What the exercise asks: Rewrite the data below, changing "drop a dot" to "place a marker" everywhere it appears and keeping every other line unchanged.

(Dataset entries)
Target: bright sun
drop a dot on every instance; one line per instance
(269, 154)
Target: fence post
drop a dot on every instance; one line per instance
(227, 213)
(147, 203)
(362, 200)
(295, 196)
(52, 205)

Correct result:
Target: bright sun
place a marker on every instance; one line per instance
(269, 154)
Target: fence post
place a marker on every instance; one line per instance
(227, 213)
(147, 203)
(362, 200)
(295, 196)
(52, 205)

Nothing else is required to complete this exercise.